# Aim
Can you render the records below as a Markdown table with the columns Row and Content, one numbered row per line and blank lines left out? Begin at the line that has "green grass with" and continue through the last line of the records.

# Stored rows
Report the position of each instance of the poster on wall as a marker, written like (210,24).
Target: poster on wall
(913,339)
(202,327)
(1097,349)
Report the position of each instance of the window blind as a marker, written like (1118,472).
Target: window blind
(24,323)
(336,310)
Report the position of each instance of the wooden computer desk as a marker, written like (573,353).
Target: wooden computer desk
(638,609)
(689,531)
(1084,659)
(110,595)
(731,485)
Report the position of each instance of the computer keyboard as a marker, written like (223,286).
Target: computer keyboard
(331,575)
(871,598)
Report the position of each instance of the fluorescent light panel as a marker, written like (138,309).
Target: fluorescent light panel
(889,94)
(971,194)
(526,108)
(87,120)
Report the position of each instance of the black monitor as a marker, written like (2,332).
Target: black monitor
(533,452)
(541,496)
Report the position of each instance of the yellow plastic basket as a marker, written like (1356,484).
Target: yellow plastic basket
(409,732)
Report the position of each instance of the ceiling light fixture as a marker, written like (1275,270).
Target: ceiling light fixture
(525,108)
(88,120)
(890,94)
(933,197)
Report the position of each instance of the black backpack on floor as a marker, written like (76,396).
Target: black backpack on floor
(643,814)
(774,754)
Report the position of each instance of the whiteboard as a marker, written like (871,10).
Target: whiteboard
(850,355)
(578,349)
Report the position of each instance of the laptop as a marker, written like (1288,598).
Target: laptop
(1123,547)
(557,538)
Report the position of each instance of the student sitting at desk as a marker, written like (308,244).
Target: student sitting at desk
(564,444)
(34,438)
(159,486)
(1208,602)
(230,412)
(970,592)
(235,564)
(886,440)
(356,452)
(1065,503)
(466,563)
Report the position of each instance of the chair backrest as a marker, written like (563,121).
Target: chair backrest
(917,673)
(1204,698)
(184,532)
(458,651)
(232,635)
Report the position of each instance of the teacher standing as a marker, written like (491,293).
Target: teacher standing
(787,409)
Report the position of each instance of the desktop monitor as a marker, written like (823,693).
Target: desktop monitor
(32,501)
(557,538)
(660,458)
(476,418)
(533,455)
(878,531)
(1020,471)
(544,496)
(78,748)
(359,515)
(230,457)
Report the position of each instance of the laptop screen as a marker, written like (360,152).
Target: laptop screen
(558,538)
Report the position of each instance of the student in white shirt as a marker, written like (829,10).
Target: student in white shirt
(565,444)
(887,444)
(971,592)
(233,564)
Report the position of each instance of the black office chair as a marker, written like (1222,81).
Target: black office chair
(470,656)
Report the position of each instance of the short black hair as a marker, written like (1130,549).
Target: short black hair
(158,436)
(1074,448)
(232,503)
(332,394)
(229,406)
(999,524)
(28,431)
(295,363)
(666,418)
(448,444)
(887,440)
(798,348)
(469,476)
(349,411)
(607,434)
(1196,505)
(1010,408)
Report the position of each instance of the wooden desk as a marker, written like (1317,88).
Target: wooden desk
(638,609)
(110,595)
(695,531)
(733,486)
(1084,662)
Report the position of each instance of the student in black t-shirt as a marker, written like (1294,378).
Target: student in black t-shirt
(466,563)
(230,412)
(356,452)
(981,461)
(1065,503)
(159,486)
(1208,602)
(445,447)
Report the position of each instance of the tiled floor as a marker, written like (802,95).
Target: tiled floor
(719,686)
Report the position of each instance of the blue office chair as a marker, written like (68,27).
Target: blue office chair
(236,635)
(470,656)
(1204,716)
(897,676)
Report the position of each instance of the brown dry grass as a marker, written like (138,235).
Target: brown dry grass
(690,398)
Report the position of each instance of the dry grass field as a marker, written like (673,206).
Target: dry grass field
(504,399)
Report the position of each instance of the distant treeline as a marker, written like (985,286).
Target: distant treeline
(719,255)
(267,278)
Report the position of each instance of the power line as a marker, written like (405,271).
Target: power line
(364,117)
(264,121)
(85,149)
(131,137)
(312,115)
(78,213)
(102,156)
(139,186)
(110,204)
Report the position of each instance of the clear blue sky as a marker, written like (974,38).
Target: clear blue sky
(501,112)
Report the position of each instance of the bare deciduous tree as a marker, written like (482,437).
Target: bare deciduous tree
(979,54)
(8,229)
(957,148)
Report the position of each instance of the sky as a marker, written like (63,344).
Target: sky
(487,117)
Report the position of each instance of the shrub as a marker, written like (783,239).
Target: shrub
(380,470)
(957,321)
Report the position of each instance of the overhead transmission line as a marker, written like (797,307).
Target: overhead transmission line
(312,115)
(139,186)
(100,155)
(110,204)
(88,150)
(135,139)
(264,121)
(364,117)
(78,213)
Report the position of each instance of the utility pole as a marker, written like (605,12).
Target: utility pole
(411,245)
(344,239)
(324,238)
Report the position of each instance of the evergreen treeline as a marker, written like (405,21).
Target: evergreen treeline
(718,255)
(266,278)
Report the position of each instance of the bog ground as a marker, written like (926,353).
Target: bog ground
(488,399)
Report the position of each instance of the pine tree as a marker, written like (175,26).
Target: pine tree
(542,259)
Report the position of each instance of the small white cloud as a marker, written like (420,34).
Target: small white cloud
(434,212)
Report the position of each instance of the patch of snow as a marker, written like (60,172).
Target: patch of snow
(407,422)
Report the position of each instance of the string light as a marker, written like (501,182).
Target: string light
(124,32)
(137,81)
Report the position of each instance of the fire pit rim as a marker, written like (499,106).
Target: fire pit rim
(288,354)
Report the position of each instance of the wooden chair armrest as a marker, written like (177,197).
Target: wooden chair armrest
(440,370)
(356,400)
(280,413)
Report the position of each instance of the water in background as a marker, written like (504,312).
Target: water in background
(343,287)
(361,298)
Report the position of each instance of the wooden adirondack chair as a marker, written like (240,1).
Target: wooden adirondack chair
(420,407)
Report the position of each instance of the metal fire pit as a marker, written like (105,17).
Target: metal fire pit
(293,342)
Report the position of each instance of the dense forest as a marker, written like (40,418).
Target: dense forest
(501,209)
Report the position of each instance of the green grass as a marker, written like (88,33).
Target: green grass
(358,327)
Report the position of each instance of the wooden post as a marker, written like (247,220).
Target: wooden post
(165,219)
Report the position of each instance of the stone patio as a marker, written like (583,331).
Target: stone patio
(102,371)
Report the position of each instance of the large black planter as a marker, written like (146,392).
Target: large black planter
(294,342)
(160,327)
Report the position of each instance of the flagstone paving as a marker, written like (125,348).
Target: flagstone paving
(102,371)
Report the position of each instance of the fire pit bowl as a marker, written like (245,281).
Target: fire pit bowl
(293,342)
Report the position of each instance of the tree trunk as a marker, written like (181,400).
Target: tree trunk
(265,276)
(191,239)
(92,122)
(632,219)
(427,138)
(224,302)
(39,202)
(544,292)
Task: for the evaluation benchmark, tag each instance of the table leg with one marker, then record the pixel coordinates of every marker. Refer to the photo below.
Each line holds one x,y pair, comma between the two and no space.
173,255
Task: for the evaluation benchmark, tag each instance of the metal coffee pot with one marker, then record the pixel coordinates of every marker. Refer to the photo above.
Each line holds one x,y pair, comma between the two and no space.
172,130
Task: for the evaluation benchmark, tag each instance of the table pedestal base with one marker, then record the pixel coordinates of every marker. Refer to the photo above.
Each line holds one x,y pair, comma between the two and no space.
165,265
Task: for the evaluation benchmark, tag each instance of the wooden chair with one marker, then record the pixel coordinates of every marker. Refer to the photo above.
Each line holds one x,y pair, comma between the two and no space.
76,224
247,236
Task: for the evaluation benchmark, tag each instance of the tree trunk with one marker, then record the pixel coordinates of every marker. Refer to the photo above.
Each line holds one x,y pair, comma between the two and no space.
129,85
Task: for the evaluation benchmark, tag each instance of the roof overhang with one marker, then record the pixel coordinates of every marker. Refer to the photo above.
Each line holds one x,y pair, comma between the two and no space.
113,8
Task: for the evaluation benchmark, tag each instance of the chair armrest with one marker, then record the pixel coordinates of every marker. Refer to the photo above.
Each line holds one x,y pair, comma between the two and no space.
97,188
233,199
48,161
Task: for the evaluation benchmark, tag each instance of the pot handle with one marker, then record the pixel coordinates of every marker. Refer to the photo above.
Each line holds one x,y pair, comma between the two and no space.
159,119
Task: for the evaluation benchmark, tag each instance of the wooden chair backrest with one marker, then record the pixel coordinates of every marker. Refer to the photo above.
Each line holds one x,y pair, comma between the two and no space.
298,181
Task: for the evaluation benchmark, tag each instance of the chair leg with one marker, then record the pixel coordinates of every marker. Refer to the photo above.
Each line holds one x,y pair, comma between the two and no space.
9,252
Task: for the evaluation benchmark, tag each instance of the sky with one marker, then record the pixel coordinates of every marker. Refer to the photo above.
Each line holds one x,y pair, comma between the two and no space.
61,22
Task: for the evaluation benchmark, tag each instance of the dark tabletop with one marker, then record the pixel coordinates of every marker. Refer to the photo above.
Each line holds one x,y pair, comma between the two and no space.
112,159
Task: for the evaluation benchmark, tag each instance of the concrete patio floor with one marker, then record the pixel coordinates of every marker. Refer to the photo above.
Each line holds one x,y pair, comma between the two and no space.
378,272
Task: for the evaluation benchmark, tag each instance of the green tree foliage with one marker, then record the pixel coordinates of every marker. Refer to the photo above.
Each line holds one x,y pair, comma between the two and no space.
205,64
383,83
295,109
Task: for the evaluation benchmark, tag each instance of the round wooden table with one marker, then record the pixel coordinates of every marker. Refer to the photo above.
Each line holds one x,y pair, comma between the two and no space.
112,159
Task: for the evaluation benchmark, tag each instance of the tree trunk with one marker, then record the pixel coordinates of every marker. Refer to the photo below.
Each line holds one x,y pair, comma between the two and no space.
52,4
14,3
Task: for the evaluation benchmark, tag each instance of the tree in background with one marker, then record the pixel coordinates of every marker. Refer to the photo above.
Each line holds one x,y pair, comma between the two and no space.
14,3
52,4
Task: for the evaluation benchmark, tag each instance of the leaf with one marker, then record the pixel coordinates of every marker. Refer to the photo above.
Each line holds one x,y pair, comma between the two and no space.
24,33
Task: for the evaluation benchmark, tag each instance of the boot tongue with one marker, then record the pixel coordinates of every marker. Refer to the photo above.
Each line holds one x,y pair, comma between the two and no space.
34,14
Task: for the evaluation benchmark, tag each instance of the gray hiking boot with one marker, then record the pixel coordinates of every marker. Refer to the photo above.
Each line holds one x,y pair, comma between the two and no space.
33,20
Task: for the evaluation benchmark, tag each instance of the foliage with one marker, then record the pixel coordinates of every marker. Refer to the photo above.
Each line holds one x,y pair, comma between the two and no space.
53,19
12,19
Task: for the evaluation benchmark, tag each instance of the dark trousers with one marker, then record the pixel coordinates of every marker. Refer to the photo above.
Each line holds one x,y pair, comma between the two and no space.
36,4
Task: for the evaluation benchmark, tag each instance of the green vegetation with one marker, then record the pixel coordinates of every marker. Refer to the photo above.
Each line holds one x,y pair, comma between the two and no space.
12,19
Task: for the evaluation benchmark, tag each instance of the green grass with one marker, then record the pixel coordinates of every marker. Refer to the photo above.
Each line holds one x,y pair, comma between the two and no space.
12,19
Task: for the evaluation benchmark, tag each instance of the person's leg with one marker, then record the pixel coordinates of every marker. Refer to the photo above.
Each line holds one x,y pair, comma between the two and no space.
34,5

# Output for this exercise
| Row | Content |
|---|---|
| 1 | Task: for the evaluation benchmark, tag each instance of the green grass with one marker, then record the pixel coordinates of every marker. Refer to the photo above. |
| 2 | Each line holds one x,y pair, comma between the two and no space. |
| 3 | 12,19 |
| 4 | Task: for the evaluation benchmark, tag each instance of the person's leg with one marker, then record the pixel coordinates of every marker. Refer to the photo above. |
| 5 | Each line holds one x,y pair, comma between the two and no space. |
| 6 | 34,5 |